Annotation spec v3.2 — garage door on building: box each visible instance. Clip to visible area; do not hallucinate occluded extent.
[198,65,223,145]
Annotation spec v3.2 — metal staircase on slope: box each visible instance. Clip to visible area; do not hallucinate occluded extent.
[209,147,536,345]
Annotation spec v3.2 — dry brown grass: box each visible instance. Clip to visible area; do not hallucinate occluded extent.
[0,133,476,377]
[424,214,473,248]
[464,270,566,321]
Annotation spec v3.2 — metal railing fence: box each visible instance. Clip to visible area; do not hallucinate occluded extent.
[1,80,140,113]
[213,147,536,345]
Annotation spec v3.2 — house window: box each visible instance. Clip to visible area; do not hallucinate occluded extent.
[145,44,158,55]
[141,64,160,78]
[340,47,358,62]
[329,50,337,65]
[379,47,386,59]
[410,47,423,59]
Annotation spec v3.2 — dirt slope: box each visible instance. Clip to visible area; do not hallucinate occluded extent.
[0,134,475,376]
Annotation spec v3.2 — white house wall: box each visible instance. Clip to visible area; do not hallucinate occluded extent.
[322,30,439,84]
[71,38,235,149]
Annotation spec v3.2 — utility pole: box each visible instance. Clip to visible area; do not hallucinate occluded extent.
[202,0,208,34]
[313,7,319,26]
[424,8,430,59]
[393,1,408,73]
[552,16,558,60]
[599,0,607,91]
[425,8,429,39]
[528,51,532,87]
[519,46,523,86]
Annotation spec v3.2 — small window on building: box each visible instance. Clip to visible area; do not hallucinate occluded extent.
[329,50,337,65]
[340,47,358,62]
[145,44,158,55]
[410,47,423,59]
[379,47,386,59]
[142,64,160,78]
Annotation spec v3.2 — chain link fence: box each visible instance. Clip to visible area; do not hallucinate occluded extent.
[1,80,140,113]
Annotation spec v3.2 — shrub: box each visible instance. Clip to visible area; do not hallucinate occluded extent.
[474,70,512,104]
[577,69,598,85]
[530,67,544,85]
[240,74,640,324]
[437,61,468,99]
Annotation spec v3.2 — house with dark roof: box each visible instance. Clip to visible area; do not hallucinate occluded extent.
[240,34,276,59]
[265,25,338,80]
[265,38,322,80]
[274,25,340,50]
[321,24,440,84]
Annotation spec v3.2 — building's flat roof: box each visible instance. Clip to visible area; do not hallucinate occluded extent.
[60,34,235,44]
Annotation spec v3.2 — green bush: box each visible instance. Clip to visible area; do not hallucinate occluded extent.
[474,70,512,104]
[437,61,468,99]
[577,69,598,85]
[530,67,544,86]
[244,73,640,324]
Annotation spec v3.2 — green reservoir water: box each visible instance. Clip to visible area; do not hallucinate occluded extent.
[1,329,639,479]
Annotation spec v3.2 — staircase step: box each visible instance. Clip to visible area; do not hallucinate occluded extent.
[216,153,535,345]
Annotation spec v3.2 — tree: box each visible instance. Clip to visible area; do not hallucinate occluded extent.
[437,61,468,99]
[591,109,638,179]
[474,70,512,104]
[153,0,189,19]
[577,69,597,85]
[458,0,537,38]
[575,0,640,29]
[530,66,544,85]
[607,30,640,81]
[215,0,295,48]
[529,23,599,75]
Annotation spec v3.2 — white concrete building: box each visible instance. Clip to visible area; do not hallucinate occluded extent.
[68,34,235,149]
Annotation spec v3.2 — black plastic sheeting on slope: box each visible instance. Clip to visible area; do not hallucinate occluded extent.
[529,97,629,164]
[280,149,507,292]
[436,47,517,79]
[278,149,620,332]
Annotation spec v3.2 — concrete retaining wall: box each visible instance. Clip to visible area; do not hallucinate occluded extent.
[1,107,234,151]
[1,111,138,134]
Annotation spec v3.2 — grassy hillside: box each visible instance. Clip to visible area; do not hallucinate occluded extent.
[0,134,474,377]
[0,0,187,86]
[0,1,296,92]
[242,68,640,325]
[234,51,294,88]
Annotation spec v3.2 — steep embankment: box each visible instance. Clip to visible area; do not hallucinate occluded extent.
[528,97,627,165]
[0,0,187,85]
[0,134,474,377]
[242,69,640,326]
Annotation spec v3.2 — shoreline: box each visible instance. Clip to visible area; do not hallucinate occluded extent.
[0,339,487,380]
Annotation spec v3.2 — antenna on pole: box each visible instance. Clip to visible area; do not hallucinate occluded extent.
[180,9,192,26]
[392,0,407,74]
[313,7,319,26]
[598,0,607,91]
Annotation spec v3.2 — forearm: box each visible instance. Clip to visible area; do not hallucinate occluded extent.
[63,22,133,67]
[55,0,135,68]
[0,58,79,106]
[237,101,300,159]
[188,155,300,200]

• [ACTIVITY]
Every entry is to be retyped word for word.

• [ANSWER SECTION]
Annotation spec v3.2 — garage door on building: box each visible instance. Clip to visible area; do not hallucinate occluded extent.
[198,65,223,145]
Annotation spec v3.2 — metal staircase on slope: box each visible instance. Clip to visible area; do not hallucinate occluded extent.
[209,147,536,345]
Annotation spec v3.2 — dry brown grass: box each visible instance. Clip to visible area; do not hallucinate occluded extent.
[0,133,476,377]
[424,214,473,248]
[464,270,566,321]
Annotation spec v3.2 — metal railing fence: box each visible instance. Clip to visible area; do not hallucinate occluded extent.
[1,80,140,113]
[213,147,536,345]
Annotation spec v3.2 — house window: box each visible instance. Clip to visible area; do not hallucinate occluded extent.
[145,44,158,55]
[141,64,160,78]
[340,47,358,62]
[329,50,337,65]
[379,47,386,59]
[410,47,423,59]
Annotation spec v3.2 — dirt slope: box each visible instance. Clip to visible area; do not hallucinate occluded extent.
[0,134,475,376]
Annotation spec v3.2 — white house wall: box each visible instance. Clip to visible area; do not hallucinate occluded extent.
[322,30,439,84]
[71,38,235,149]
Annotation spec v3.2 — utility pole: box each visible instance. Clip to visible area; do not hallucinate occluded extent.
[202,0,208,34]
[313,7,319,26]
[424,8,430,59]
[393,1,408,73]
[552,16,558,60]
[599,0,607,91]
[425,8,429,39]
[528,51,532,87]
[519,46,523,86]
Annotation spec v3.2 — small window on building: box each visible instance. Clip to visible area; do not hallucinate occluded extent.
[329,50,337,65]
[340,47,358,62]
[145,44,158,55]
[410,47,423,59]
[379,47,386,59]
[142,64,160,78]
Annotation spec v3.2 — chain link fence: box each visible instance. Clip to visible area; do not hallucinate occluded extent.
[1,80,140,113]
Annotation spec v3.2 — shrub: box each visible instance. Clip to visible area; do not hallucinate occluded extent.
[474,70,512,104]
[577,69,598,85]
[530,67,544,85]
[240,74,640,324]
[437,61,468,99]
Annotation spec v3.2 — house with dark roof: box each visible instance. Clip to visible area; do not hallucinate occluded extent.
[240,34,276,59]
[265,25,338,80]
[265,38,322,80]
[274,25,340,50]
[321,24,440,84]
Annotation spec v3.2 — building's flat roof: box each visible instance. Clip to visible area; do not hallucinate occluded extent.
[60,34,235,44]
Annotation spec v3.2 — green bush: box each visible instance. Clip to visible area; do not hallucinate occluded extent.
[474,70,512,104]
[437,61,468,99]
[577,69,598,85]
[530,67,544,86]
[244,73,640,324]
Annotation spec v3.2 — green reservoir water: box each visible instance. Clip to visible area; do not hallucinate occluded extent.
[1,329,639,479]
Annotation spec v3.2 — staircase step: box each visible instance. Clip to visible area; do not hallucinate occluded extent.
[216,153,535,345]
Annotation spec v3.2 — tree: box each visible instance. Clip to visible area; do not hallucinate occluded extent.
[437,61,468,99]
[591,109,638,179]
[474,70,512,104]
[153,0,189,19]
[577,69,597,85]
[458,0,537,38]
[575,0,640,29]
[530,66,544,85]
[607,30,640,81]
[215,0,295,48]
[529,23,599,75]
Annotation spec v3.2 — white concrete building: box each visible instance. Clip to visible area; do not hallucinate occluded extent.
[68,34,235,149]
Annotation spec v3.2 — black plastic sheeting on slope: box each visible instance. Clip to visible area; do not hallucinate occluded extent.
[529,97,629,164]
[280,149,507,292]
[436,47,517,79]
[278,149,620,332]
Annotation spec v3.2 — concrete retaining wall: box each visible instance. Clip to visible area; do not hallucinate occluded extent.
[1,107,234,151]
[1,111,138,134]
Annotation spec v3.2 — grassy hillside: box each visible instance. Clip to visible area; do not hallucinate occluded extent.
[0,134,474,377]
[0,0,187,86]
[0,1,296,92]
[242,68,640,325]
[234,51,294,88]
Annotation spec v3.2 — steep embankment: box each visible instance. Clip to visible area; do not hallucinate occluded extent.
[528,97,627,165]
[0,0,187,85]
[0,134,474,377]
[242,69,640,326]
Annotation spec v3.2 — shoreline: box each visible instance. Clip to visible area; do not hallucinate occluded extent.
[0,339,487,380]
Annotation spec v3.2 — antenna on pole: box each visible instance. Clip to visible area; do not hallucinate occluded extent.
[180,9,192,26]
[392,0,407,74]
[313,7,319,26]
[598,0,607,91]
Annotation spec v3.2 — forearm: box each visible instance. Clip to visible area; do not hallucinate occluded extent.
[63,22,133,67]
[55,0,135,68]
[0,58,79,106]
[237,101,300,159]
[188,155,300,200]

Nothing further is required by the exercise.